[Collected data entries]
********************

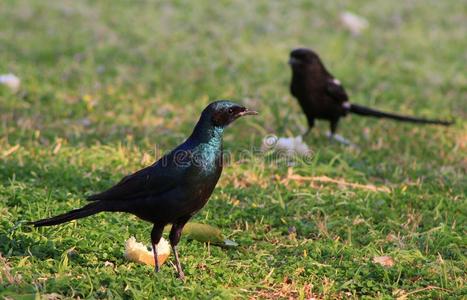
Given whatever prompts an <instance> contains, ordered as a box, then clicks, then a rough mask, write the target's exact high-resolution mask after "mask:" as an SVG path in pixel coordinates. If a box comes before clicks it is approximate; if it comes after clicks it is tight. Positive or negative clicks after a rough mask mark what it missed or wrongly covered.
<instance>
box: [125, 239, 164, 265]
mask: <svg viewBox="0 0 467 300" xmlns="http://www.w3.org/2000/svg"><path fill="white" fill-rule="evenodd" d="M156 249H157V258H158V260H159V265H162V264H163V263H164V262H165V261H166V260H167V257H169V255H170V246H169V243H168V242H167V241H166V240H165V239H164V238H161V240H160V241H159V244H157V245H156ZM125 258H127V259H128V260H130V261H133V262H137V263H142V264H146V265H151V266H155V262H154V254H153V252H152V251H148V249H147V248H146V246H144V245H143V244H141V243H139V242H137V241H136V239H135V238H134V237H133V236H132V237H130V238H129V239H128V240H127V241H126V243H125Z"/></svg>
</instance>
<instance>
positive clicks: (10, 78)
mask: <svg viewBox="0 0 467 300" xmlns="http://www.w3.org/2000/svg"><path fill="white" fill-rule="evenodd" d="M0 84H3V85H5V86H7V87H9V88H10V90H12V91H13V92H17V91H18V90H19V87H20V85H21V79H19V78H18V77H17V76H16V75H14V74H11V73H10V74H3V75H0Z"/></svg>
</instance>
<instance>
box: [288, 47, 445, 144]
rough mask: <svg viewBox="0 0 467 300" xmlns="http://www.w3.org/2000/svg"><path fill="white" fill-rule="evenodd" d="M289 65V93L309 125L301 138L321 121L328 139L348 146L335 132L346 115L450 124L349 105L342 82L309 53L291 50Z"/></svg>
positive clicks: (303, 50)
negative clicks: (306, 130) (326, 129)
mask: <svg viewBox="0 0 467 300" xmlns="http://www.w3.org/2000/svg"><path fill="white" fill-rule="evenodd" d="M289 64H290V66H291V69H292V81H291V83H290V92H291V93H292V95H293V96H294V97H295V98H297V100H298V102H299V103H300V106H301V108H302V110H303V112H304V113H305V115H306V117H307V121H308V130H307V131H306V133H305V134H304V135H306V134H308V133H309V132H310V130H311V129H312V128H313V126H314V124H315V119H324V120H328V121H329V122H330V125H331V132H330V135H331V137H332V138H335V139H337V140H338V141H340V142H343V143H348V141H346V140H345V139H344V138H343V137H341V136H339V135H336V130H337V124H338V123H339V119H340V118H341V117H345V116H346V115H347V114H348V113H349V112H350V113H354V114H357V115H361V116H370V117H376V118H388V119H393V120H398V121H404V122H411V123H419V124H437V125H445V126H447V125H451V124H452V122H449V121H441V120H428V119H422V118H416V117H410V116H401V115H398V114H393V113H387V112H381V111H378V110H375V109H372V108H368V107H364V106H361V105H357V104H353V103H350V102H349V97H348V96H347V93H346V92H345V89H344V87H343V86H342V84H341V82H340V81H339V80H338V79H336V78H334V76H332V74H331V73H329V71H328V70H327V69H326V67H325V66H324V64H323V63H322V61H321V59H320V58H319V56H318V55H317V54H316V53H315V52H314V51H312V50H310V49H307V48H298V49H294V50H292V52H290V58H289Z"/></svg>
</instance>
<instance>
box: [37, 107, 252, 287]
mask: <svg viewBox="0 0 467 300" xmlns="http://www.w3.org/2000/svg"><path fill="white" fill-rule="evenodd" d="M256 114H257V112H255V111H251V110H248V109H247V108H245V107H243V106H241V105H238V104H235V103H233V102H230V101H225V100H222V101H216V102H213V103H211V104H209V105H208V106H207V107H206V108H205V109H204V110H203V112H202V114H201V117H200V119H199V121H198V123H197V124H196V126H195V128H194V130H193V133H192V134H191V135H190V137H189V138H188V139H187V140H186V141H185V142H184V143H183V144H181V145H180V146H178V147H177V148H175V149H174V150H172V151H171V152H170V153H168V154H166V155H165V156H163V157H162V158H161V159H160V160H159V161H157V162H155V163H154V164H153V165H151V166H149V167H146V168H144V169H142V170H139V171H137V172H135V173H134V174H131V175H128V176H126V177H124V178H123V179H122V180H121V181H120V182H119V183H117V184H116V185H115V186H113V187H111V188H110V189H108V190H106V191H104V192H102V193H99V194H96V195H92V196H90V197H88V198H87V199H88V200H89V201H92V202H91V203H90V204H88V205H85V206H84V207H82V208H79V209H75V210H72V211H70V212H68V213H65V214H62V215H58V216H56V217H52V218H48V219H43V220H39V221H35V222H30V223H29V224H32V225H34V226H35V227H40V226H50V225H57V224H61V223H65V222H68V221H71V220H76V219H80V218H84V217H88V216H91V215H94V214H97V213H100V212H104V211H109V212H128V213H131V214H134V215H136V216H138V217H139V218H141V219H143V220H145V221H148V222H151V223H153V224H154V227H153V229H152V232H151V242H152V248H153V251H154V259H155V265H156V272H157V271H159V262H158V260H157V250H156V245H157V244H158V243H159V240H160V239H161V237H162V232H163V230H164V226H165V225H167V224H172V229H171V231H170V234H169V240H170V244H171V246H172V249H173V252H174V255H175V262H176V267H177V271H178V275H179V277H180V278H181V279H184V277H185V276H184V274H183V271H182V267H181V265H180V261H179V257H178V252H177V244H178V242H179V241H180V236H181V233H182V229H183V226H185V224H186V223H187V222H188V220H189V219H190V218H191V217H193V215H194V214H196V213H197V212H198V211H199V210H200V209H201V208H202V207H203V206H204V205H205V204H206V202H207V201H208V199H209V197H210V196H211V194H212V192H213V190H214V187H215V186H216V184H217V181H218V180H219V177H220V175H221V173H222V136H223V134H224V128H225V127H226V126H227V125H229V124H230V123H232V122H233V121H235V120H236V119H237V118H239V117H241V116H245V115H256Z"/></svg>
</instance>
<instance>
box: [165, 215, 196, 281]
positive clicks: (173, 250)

********************

EXERCISE: Apart from the pictures, which are to be omitted, every record must be transcribed exactly.

ANSWER SECTION:
Given whatever prompts an <instance> contains, ordered as a box, then clicks, then a rough mask, write the target's exact high-resolution mask after "mask:" as an SVG path in pixel coordinates. If a box comes before clicks it is approximate; if it comes after clicks it is tight. Positive or negative clicks after a rough mask mark what it missed or wrongly covered.
<instance>
box: [125, 239, 164, 265]
mask: <svg viewBox="0 0 467 300" xmlns="http://www.w3.org/2000/svg"><path fill="white" fill-rule="evenodd" d="M156 249H157V258H158V260H159V265H162V264H163V263H164V262H165V261H166V260H167V257H169V255H170V246H169V243H168V242H167V241H166V240H165V239H164V238H161V240H160V241H159V244H157V245H156ZM125 258H127V259H128V260H130V261H133V262H137V263H142V264H146V265H151V266H155V262H154V254H153V252H152V251H148V249H147V248H146V246H144V245H143V244H141V243H139V242H137V241H136V239H135V238H134V237H133V236H132V237H130V238H129V239H128V240H127V241H126V243H125Z"/></svg>
</instance>
<instance>
positive clicks: (10, 78)
mask: <svg viewBox="0 0 467 300" xmlns="http://www.w3.org/2000/svg"><path fill="white" fill-rule="evenodd" d="M0 84H3V85H5V86H7V87H9V88H10V90H12V91H13V92H17V91H18V90H19V87H20V85H21V79H19V78H18V77H17V76H16V75H14V74H11V73H10V74H3V75H0Z"/></svg>
</instance>
<instance>
box: [288, 47, 445, 144]
rough mask: <svg viewBox="0 0 467 300" xmlns="http://www.w3.org/2000/svg"><path fill="white" fill-rule="evenodd" d="M289 65V93L309 125L301 138L321 121L328 139L348 146L335 132L346 115L450 124L349 105L342 82L309 53L291 50Z"/></svg>
positive clicks: (303, 50)
negative clicks: (306, 130) (326, 129)
mask: <svg viewBox="0 0 467 300" xmlns="http://www.w3.org/2000/svg"><path fill="white" fill-rule="evenodd" d="M289 64H290V66H291V69H292V81H291V83H290V92H291V93H292V95H293V96H294V97H295V98H297V100H298V102H299V103H300V106H301V108H302V110H303V112H304V113H305V115H306V117H307V121H308V130H307V131H306V133H305V134H304V135H306V134H308V133H309V132H310V130H311V129H312V128H313V126H314V124H315V119H324V120H328V121H329V122H330V125H331V132H330V135H331V137H332V138H335V139H337V140H338V141H340V142H343V143H348V141H346V140H345V139H344V138H343V137H341V136H339V135H336V130H337V124H338V123H339V119H340V118H341V117H345V116H346V115H347V114H348V113H349V112H350V113H354V114H357V115H361V116H370V117H376V118H388V119H393V120H398V121H404V122H411V123H419V124H437V125H445V126H447V125H451V124H452V122H449V121H441V120H428V119H422V118H416V117H410V116H401V115H398V114H393V113H387V112H381V111H378V110H375V109H372V108H368V107H364V106H361V105H357V104H353V103H350V102H349V97H348V96H347V93H346V92H345V89H344V87H343V86H342V84H341V82H340V81H339V80H338V79H336V78H334V76H332V74H331V73H329V71H328V70H327V69H326V67H325V66H324V64H323V63H322V61H321V59H320V58H319V56H318V55H317V54H316V53H315V52H314V51H312V50H310V49H307V48H298V49H294V50H292V52H290V58H289Z"/></svg>
</instance>
<instance>
box: [37, 107, 252, 287]
mask: <svg viewBox="0 0 467 300" xmlns="http://www.w3.org/2000/svg"><path fill="white" fill-rule="evenodd" d="M256 114H257V112H255V111H251V110H248V109H247V108H245V107H243V106H241V105H238V104H235V103H233V102H230V101H225V100H222V101H216V102H213V103H211V104H209V105H208V106H207V107H206V108H205V109H204V110H203V112H202V114H201V117H200V119H199V121H198V123H197V124H196V126H195V128H194V130H193V133H192V134H191V135H190V137H189V138H188V139H187V140H186V141H185V142H184V143H183V144H181V145H180V146H178V147H177V148H175V149H174V150H172V151H171V152H170V153H168V154H166V155H165V156H163V157H162V158H161V159H160V160H159V161H157V162H155V163H154V164H153V165H151V166H149V167H146V168H144V169H142V170H139V171H137V172H135V173H134V174H131V175H128V176H126V177H124V178H123V179H122V180H121V181H120V182H119V183H117V184H116V185H115V186H113V187H111V188H110V189H108V190H106V191H104V192H102V193H99V194H96V195H92V196H90V197H88V198H87V199H88V200H89V201H92V202H91V203H90V204H88V205H85V206H84V207H82V208H79V209H75V210H72V211H70V212H68V213H65V214H62V215H58V216H56V217H52V218H48V219H43V220H39V221H35V222H30V223H29V224H32V225H34V226H35V227H40V226H50V225H57V224H61V223H65V222H68V221H71V220H76V219H80V218H84V217H88V216H91V215H94V214H97V213H100V212H104V211H109V212H128V213H131V214H134V215H136V216H138V217H139V218H141V219H143V220H145V221H148V222H151V223H153V224H154V227H153V229H152V232H151V242H152V248H153V251H154V259H155V265H156V272H157V271H159V262H158V260H157V250H156V245H157V244H158V243H159V240H160V239H161V237H162V232H163V230H164V226H165V225H167V224H172V229H171V231H170V234H169V240H170V244H171V246H172V249H173V252H174V255H175V262H176V267H177V271H178V275H179V277H180V278H181V279H184V277H185V276H184V274H183V271H182V267H181V265H180V261H179V257H178V252H177V244H178V242H179V241H180V236H181V233H182V229H183V226H185V224H186V223H187V222H188V220H189V219H190V218H191V217H193V215H194V214H196V213H197V212H198V211H199V210H200V209H201V208H202V207H203V206H204V205H205V204H206V202H207V201H208V199H209V197H210V196H211V194H212V192H213V190H214V187H215V186H216V184H217V181H218V180H219V177H220V175H221V173H222V136H223V134H224V128H225V127H226V126H227V125H229V124H230V123H232V122H233V121H235V120H236V119H237V118H239V117H241V116H245V115H256Z"/></svg>
</instance>
<instance>
box: [165, 215, 196, 281]
positive clicks: (173, 250)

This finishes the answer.